### What to work on
1: In the review of glycemic control in diabetic patients with chronic kidney disease, why did the researchers carry out their cohort study of 6165 older diabetic adults?
2: Continue the review of glycemic control in diabetic patients with chronic kidney disease from its last sentence.
[Document text]
Glycemic Control in Diabetic Patients with Chronic Kidney Disease Stampa
Venerdì 08 Settembre 2017 06:04

Allan S. Brett, MD reviewing Navaneethan SD et al. Am J Kidney Dis 2017 Aug.

Highest and lowest glycosylated hemoglobin levels were associated with excess mortality; progression to end-stage renal disease was not associated with glycemic control.

In diabetic patients with chronic kidney disease (CKD), the relation between glycemic control and mortality or progression to end-stage renal disease (ESRD) is uncertain. To examine this issue, researchers performed a cohort study of 6165 older diabetic adults (mean age, 70) who were enrolled in a CKD registry at Cleveland Clinic. All patients were using insulin or oral diabetes drugs, and nearly all had estimated glomerular filtration rates of <60 mL/minute/1.73 m2. Patients with ESRD at baseline were excluded.

During median follow-up of 2.3 years, 3% of patients progressed to ESRD, and 16% of patients died. Analyses adjusted for numerous demographic and clinical variables showed a U-shaped relation between baseline glycosylated hemoglobin (HbA1c) level and mortality: With HbA1c of 6% to 6.9% as the reference standard, patients with HbA1c levels <6% and those with levels ≥9% had significantly higher mortality; in contrast, mortality was not higher in those with levels between 7% and 8.9%. Baseline HbA1c was not associated with risk for progression to ESRD.
[/Document text]
[Data provided]
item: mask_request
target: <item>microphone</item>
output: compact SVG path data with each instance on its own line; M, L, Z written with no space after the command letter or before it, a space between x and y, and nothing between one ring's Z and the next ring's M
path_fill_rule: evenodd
[/Data provided]
### Solved problems
1: In diabetic patients with chronic kidney disease, the relation between glycemic control and mortality or progression to end-stage renal disease was uncertain. The researchers did the study to examine that question.

2:
American Diabetes Association (ADA) guidelines acknowledge that a “one-size-fits-all” goal for glycemic control is inappropriate for older patients with comorbidities (Diabetes Care 2015; 38:140). For patients with CKD, this observational study supports the ADA's general position: Mortality was similar across an HbA1c range of 6% to 9%, mortality was higher above and below that range, and progression to ESRD was not associated with glycemic control. These results don't tell us the extent to which early mortality was mediated by hypoglycemia, but we know that older patients with kidney disease who take insulin and sulfonylureas are at especially high risk for serious hypoglycemia (NEJM JW Gen Med Oct 1 2017 and JAMA Intern Med 2017 Aug 21; [e-pub]).